**The request**
Write out the material below word for word, from its first line up to and including the line with "pixel 158 793". Leave the pictures out of your answer.

Data supplied start

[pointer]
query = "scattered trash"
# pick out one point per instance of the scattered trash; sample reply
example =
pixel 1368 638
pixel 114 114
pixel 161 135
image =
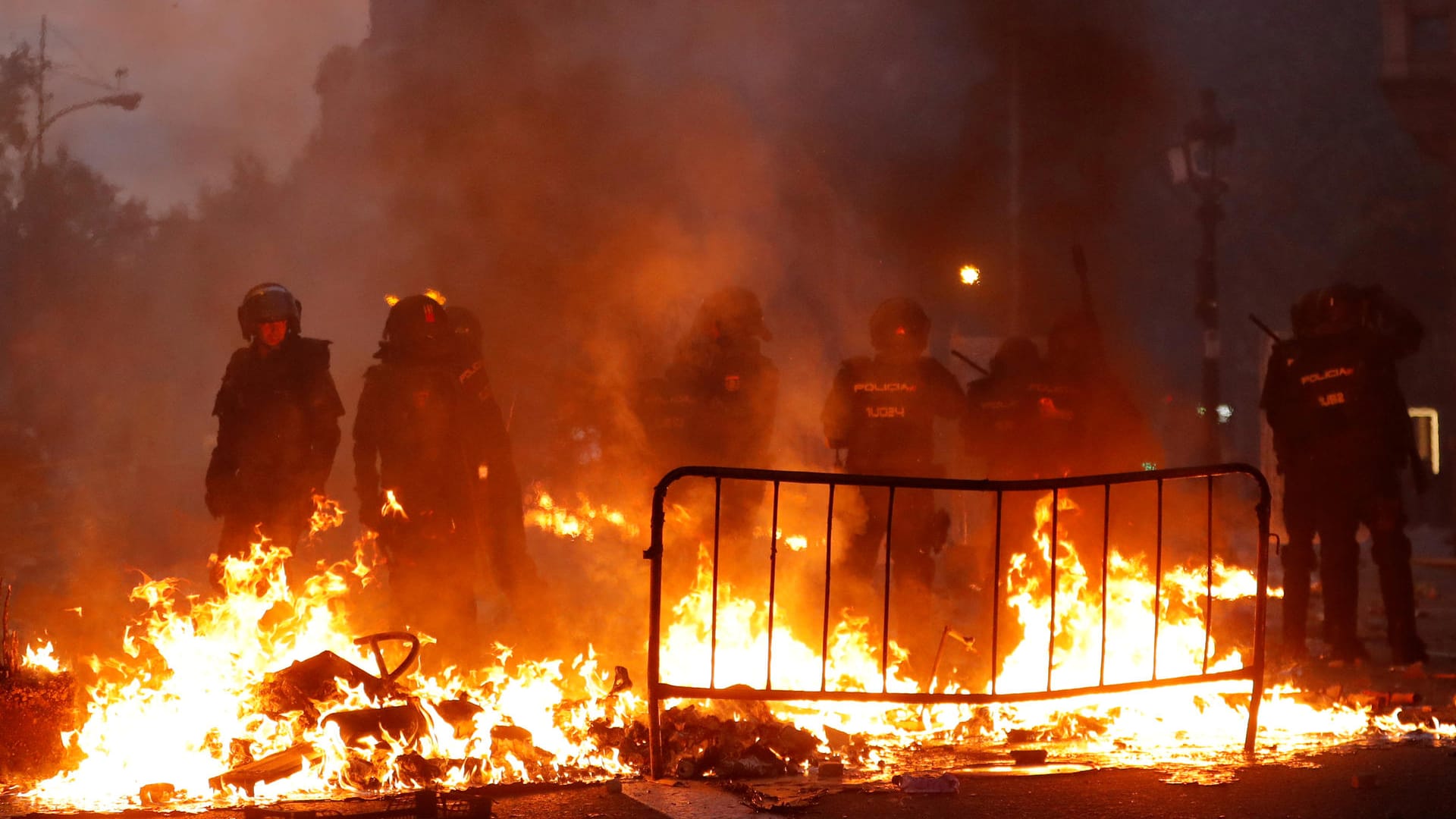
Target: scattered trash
pixel 910 783
pixel 1030 757
pixel 158 793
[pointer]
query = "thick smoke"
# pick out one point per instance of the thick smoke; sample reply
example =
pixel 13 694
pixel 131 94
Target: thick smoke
pixel 582 175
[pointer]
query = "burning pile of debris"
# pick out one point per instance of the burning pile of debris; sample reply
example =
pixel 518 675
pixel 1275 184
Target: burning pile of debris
pixel 36 704
pixel 731 742
pixel 262 695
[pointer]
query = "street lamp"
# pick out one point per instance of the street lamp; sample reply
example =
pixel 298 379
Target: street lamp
pixel 126 101
pixel 1196 162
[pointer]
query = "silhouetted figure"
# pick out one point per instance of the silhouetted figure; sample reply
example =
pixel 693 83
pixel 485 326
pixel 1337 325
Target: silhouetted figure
pixel 1019 420
pixel 720 392
pixel 715 407
pixel 1111 431
pixel 881 411
pixel 277 428
pixel 419 439
pixel 498 485
pixel 1343 435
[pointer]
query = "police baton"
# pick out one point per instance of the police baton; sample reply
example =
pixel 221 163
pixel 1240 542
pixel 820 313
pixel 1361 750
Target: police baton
pixel 970 363
pixel 1264 327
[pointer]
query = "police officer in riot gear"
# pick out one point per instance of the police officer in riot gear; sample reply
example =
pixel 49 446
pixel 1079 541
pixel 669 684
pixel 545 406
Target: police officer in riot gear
pixel 1109 431
pixel 881 413
pixel 425 431
pixel 1019 422
pixel 498 485
pixel 1343 435
pixel 720 392
pixel 277 428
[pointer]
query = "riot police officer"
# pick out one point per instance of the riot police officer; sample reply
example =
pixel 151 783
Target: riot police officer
pixel 720 392
pixel 881 411
pixel 424 423
pixel 1110 433
pixel 498 485
pixel 1019 422
pixel 277 428
pixel 1341 435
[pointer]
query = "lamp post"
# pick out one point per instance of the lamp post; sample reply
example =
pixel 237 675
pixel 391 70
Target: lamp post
pixel 127 101
pixel 1196 162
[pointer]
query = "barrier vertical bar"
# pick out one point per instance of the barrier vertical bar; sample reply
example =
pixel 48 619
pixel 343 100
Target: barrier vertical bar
pixel 1207 595
pixel 654 642
pixel 996 595
pixel 1052 624
pixel 1260 613
pixel 884 639
pixel 1107 518
pixel 774 566
pixel 1158 577
pixel 829 556
pixel 712 649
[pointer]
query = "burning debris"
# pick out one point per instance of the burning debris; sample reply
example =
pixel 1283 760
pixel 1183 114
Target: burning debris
pixel 267 695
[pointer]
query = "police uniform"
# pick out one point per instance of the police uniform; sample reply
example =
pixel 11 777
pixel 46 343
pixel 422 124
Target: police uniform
pixel 277 433
pixel 421 435
pixel 1341 435
pixel 497 482
pixel 721 401
pixel 881 413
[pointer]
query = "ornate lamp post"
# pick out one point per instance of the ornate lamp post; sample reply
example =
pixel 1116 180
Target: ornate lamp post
pixel 1196 162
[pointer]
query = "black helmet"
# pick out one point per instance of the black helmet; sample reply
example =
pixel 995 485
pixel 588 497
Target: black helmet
pixel 1017 356
pixel 733 312
pixel 1329 311
pixel 900 325
pixel 268 302
pixel 419 325
pixel 1075 343
pixel 465 325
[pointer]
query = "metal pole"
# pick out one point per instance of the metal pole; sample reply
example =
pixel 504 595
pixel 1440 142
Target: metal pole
pixel 1212 131
pixel 774 576
pixel 654 639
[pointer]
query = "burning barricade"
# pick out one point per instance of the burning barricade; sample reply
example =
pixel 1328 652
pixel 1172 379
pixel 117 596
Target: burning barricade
pixel 264 692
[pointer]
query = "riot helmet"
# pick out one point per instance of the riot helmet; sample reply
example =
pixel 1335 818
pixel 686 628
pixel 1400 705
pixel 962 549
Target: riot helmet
pixel 1075 344
pixel 1017 356
pixel 731 314
pixel 900 325
pixel 419 327
pixel 465 325
pixel 268 302
pixel 1329 311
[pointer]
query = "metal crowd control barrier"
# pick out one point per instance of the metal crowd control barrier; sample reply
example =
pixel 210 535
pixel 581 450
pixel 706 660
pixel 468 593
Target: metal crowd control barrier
pixel 658 689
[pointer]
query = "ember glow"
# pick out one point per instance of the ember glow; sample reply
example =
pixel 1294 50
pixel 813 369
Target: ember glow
pixel 206 673
pixel 41 657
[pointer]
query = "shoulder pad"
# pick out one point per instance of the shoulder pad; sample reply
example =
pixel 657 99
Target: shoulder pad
pixel 313 350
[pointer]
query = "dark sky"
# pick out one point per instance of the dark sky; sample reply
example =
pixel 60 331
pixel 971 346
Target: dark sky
pixel 1321 172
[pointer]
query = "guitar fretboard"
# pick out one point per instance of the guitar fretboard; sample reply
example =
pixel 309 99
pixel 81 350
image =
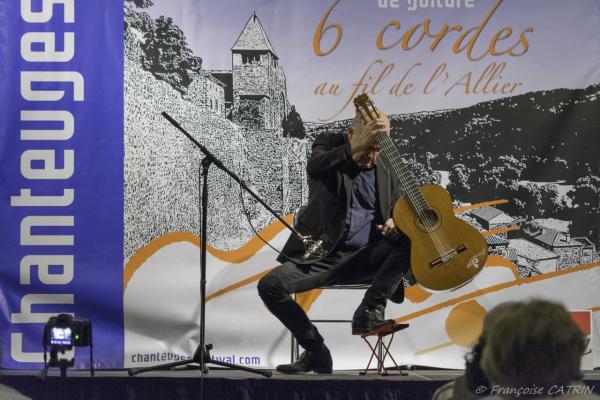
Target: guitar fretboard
pixel 391 155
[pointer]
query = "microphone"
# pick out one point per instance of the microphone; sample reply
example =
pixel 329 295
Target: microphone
pixel 314 248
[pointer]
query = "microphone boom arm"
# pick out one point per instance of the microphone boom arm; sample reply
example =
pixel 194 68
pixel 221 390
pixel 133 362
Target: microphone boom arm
pixel 305 239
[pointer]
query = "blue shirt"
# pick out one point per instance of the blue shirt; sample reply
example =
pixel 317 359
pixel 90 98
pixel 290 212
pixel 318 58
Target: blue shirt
pixel 360 217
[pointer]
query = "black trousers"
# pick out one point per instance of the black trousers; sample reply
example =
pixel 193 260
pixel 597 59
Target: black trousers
pixel 383 264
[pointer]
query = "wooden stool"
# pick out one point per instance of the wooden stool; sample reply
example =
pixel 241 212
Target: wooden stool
pixel 378 350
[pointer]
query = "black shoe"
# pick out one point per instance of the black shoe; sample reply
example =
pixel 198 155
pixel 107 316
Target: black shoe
pixel 318 361
pixel 367 318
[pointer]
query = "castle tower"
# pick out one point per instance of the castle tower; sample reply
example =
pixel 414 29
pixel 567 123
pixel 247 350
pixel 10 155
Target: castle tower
pixel 259 86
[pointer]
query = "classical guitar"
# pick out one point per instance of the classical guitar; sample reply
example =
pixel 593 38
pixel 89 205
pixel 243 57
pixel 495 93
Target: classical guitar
pixel 446 252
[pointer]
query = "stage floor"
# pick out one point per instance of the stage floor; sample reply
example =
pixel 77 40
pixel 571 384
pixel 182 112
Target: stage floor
pixel 233 384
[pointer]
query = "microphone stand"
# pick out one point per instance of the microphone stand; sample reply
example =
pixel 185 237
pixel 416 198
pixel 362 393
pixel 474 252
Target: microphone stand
pixel 202 354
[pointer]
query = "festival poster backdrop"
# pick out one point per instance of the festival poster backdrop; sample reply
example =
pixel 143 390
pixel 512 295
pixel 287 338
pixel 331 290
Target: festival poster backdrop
pixel 497 101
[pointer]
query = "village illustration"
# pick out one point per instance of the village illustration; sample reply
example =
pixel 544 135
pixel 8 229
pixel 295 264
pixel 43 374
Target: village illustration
pixel 245 108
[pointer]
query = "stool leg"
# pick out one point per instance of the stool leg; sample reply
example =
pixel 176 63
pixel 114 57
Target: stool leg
pixel 370 359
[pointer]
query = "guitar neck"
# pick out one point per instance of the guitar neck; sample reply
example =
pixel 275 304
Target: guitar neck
pixel 408 183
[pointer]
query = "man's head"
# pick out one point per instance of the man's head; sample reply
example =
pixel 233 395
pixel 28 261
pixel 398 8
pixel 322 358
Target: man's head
pixel 366 158
pixel 535 343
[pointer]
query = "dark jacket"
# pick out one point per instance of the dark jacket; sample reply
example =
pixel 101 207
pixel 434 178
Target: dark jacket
pixel 329 195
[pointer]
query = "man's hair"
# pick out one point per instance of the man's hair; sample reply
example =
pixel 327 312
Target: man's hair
pixel 537 343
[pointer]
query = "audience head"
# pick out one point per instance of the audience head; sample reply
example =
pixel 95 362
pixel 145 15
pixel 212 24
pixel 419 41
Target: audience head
pixel 535 343
pixel 474 375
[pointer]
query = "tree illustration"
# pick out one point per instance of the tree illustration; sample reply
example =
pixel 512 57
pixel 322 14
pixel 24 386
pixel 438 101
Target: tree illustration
pixel 165 50
pixel 585 198
pixel 141 3
pixel 293 126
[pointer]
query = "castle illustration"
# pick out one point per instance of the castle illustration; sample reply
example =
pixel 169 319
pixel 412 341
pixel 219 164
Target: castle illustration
pixel 253 93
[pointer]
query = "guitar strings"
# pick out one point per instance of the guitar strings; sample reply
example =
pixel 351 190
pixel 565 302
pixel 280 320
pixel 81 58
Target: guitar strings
pixel 417 200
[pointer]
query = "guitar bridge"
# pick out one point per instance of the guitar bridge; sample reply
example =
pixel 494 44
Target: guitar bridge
pixel 447 256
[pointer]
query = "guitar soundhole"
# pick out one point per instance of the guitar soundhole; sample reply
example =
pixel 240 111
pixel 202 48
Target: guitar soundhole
pixel 429 219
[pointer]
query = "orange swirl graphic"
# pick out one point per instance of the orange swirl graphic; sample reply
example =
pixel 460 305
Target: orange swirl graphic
pixel 234 256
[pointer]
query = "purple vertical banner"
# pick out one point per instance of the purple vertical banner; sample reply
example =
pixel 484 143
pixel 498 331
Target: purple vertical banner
pixel 61 175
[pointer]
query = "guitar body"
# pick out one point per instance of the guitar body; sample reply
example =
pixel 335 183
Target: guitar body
pixel 446 252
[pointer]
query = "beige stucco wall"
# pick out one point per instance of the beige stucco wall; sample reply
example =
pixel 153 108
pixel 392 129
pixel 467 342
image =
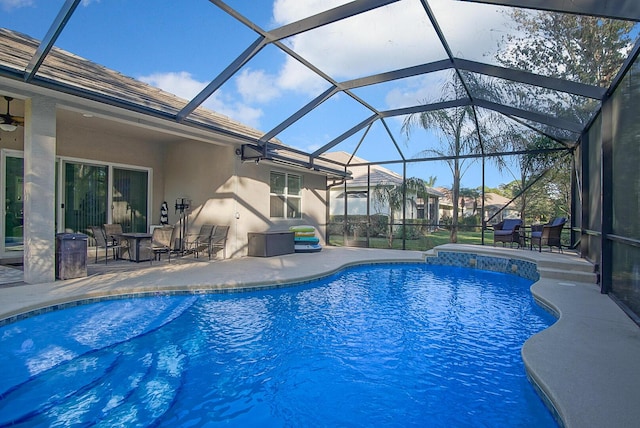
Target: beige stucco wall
pixel 226 191
pixel 223 190
pixel 118 148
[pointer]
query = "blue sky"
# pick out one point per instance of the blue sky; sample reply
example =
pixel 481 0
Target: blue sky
pixel 181 46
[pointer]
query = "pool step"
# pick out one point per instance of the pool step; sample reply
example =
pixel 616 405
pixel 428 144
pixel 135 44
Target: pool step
pixel 572 274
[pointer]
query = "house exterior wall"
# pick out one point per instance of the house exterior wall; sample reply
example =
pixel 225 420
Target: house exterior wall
pixel 115 147
pixel 226 191
pixel 223 190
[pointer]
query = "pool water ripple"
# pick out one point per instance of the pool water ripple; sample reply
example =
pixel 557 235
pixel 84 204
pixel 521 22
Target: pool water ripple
pixel 390 345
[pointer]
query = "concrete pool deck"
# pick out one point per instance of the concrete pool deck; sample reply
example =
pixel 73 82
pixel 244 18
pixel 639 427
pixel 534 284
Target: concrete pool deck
pixel 585 364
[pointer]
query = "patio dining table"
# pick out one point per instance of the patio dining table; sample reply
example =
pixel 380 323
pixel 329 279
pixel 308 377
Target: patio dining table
pixel 137 253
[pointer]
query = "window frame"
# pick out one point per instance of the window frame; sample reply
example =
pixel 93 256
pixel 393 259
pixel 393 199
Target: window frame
pixel 285 196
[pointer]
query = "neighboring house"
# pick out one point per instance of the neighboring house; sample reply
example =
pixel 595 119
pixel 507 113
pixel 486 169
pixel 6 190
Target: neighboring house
pixel 492 205
pixel 360 189
pixel 99 147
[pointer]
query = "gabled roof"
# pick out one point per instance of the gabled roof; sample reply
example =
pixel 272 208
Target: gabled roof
pixel 78 76
pixel 379 174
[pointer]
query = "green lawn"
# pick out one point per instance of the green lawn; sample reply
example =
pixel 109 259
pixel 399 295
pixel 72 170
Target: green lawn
pixel 425 242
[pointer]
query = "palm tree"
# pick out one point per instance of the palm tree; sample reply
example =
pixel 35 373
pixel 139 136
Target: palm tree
pixel 457 133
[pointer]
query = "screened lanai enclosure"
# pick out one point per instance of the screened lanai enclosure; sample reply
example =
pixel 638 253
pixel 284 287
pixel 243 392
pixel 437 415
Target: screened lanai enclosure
pixel 457 114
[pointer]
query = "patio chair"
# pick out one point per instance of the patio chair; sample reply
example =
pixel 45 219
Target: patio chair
pixel 200 241
pixel 507 230
pixel 113 233
pixel 160 242
pixel 219 241
pixel 548 234
pixel 102 242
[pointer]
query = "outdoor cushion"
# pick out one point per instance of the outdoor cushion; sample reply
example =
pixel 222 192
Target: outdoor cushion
pixel 303 228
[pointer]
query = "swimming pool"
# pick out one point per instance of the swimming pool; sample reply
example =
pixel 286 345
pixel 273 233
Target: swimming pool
pixel 380 345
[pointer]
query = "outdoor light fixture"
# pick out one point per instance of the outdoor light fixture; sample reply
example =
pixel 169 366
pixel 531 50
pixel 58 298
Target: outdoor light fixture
pixel 7 122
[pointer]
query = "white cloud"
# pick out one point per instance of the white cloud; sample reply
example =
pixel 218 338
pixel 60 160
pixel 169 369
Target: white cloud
pixel 9 5
pixel 183 85
pixel 388 38
pixel 256 86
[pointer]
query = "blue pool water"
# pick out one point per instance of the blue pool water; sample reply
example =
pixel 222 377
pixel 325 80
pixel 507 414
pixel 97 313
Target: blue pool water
pixel 389 345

Data supplied end

**Task response**
[pointer]
query = "scattered trash"
# pick out one point per instance of the scattered trash; sample reply
example =
pixel 1368 638
pixel 114 114
pixel 161 135
image =
Target: scattered trash
pixel 910 783
pixel 1030 757
pixel 158 793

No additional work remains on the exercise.